Saturday, December 19, 2015

His Usual Melancholy Tavern | Alastair Sim (1951)



Index of other entries in The Christmas Carol Project

The 1951 Scrooge is famous for adding to Dickens' story, but it stays pretty trim in this scene. Cutting away from Cratchit's positively bouncing as he wraps up to leave the office, the movie follows Scrooge into the street. People bustle all around him. They're not really all that merry (no one's wishing anyone "Merry Christmas," for instance); they're just busy. Scrooge moves silently and determinedly through them and there's a funny bit where a blind guy (conveniently labeled with a sign around his neck) is pulled out of Scrooge's way by his dog.

Scrooge's tavern doesn't feel especially melancholy. There are people in the street outside, so it's not in an isolated part of town. And more important, there are people in the restaurant, eating and talking and smiling. The conversations are all quiet, so it's not a raucous place, but it's clear that Scrooge - sitting by himself with a partition between him and the others - is the melancholy element.

The interactions between Scrooge and the server have been silent in the last couple of versions, but it's different this time. In Matthau, Hicks, and Owen's adaptations, the focus is on how stingy Scrooge is. Matthau tips his server with a dirty spoon, Hicks scowls at his as if he expects to be cheated on the change, and Owen actually bites into a coin from his change to make sure it's good. There's none of that with Sim.

Entries provided:
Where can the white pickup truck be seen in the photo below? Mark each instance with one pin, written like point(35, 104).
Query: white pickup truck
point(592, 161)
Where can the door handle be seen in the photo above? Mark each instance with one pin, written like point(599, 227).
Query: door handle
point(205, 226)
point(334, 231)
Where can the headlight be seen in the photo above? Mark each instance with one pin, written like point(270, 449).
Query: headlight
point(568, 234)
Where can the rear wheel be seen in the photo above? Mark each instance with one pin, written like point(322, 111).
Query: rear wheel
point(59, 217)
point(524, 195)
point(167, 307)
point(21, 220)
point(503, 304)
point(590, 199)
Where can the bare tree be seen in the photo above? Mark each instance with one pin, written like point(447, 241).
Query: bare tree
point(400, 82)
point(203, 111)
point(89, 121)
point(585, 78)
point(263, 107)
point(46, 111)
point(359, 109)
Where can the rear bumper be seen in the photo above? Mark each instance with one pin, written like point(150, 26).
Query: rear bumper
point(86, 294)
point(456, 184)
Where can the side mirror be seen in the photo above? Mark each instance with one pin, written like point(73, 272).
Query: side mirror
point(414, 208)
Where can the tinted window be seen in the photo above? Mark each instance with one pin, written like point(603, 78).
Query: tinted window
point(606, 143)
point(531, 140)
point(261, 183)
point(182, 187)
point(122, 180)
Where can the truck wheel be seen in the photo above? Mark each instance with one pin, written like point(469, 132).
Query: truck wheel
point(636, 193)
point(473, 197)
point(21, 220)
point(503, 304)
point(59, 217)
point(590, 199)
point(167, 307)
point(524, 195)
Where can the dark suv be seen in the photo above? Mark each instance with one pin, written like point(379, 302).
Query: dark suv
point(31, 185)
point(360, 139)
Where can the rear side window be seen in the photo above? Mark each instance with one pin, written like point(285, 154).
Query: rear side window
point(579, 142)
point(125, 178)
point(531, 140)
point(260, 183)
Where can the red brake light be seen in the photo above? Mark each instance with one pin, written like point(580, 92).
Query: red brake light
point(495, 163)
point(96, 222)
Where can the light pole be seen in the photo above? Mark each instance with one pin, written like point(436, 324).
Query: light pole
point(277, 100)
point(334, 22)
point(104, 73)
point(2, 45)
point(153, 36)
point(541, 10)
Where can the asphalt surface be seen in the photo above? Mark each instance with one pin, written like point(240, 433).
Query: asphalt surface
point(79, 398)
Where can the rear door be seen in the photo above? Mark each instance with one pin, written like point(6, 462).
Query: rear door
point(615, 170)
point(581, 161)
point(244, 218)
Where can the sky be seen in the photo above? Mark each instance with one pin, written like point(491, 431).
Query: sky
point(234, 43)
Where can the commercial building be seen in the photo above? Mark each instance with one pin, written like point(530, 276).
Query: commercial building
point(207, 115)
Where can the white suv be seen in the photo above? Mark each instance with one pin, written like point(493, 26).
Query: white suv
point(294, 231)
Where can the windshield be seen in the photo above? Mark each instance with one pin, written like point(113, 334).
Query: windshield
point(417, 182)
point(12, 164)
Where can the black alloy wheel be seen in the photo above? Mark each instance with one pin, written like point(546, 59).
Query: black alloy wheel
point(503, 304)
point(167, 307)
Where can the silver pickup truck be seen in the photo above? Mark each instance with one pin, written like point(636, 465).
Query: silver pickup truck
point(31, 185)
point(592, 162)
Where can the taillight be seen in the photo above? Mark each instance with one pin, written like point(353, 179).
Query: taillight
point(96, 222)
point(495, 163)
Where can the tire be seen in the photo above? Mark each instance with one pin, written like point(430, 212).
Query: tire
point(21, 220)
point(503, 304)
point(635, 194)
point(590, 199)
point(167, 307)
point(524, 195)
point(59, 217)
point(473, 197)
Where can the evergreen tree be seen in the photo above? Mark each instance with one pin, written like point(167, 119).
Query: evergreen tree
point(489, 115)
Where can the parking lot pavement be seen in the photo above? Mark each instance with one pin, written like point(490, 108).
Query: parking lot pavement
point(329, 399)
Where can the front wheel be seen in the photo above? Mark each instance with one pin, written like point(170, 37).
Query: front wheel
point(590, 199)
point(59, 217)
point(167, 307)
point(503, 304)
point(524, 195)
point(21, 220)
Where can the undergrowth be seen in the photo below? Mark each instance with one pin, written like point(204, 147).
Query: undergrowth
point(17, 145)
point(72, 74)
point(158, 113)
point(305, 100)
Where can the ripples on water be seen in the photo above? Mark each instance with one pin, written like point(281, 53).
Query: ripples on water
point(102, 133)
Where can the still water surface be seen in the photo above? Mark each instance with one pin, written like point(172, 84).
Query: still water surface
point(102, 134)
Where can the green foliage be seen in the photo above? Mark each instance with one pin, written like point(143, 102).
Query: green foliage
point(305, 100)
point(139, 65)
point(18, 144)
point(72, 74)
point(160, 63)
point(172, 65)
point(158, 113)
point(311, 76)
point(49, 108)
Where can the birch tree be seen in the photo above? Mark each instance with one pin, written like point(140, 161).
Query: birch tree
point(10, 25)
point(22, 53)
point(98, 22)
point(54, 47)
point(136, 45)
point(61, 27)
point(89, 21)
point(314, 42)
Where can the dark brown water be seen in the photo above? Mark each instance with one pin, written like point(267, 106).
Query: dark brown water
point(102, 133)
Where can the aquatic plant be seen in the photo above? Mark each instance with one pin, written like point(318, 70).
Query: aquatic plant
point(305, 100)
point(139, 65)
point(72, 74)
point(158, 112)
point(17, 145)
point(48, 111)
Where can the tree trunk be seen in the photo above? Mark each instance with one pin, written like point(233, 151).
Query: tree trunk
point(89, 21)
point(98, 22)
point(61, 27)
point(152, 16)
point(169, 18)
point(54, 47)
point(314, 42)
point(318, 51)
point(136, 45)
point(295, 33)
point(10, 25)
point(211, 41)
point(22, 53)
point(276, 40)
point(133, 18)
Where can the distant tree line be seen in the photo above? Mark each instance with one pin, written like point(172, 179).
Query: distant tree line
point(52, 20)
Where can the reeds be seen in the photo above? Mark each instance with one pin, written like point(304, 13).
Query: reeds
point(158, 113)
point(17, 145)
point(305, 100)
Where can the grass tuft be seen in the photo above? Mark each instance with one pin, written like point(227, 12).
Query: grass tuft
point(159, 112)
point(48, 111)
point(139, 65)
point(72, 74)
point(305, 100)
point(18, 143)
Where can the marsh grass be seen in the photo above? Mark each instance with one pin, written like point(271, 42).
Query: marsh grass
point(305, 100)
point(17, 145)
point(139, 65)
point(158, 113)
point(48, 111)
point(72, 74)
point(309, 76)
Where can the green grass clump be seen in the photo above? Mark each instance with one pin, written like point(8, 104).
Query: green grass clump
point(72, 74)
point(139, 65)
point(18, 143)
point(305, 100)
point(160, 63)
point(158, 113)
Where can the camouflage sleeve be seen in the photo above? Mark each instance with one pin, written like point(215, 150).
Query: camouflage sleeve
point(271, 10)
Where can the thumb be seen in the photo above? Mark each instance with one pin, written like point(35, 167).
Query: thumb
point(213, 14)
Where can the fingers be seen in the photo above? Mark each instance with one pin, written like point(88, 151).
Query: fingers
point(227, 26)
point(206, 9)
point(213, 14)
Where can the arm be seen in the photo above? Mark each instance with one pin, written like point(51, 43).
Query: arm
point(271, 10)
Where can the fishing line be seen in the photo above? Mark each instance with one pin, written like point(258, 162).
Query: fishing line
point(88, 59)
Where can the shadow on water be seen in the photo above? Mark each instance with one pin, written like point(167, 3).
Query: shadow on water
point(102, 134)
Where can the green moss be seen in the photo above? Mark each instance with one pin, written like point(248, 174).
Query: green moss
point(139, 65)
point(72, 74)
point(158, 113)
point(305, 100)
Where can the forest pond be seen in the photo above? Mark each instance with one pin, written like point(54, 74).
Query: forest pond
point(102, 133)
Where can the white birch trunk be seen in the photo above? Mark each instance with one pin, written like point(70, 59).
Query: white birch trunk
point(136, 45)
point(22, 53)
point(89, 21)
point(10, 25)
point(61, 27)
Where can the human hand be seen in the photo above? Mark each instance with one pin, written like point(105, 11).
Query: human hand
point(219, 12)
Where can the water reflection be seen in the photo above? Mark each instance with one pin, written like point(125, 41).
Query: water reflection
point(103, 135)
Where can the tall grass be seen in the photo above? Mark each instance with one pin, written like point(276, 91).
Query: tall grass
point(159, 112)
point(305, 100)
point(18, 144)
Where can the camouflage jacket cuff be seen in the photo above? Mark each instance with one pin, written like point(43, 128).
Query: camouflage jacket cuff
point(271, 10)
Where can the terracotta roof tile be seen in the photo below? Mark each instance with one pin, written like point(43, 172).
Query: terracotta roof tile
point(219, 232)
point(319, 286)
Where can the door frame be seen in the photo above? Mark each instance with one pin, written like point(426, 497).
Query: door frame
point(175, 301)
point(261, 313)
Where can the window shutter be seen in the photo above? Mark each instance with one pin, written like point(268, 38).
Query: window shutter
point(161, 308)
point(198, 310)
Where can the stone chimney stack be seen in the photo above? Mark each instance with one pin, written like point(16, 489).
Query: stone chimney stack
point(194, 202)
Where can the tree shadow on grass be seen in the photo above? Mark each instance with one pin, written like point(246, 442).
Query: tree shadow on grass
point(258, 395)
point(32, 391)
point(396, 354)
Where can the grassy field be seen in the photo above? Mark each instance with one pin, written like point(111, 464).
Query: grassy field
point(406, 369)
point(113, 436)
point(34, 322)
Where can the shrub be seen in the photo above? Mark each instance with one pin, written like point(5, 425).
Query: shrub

Work task:
Reproduce the entire blog post about the tavern scene in the 1951 Scrooge, word for word, from the date line to its final sentence.

Response:
Saturday, December 19, 2015

His Usual Melancholy Tavern | Alastair Sim (1951)



Index of other entries in The Christmas Carol Project

The 1951 Scrooge is famous for adding to Dickens' story, but it stays pretty trim in this scene. Cutting away from Cratchit's positively bouncing as he wraps up to leave the office, the movie follows Scrooge into the street. People bustle all around him. They're not really all that merry (no one's wishing anyone "Merry Christmas," for instance); they're just busy. Scrooge moves silently and determinedly through them and there's a funny bit where a blind guy (conveniently labeled with a sign around his neck) is pulled out of Scrooge's way by his dog.

Scrooge's tavern doesn't feel especially melancholy. There are people in the street outside, so it's not in an isolated part of town. And more important, there are people in the restaurant, eating and talking and smiling. The conversations are all quiet, so it's not a raucous place, but it's clear that Scrooge - sitting by himself with a partition between him and the others - is the melancholy element.

The interactions between Scrooge and the server have been silent in the last couple of versions, but it's different this time. In Matthau, Hicks, and Owen's adaptations, the focus is on how stingy Scrooge is. Matthau tips his server with a dirty spoon, Hicks scowls at his as if he expects to be cheated on the change, and Owen actually bites into a coin from his change to make sure it's good. There's none of that with Sim.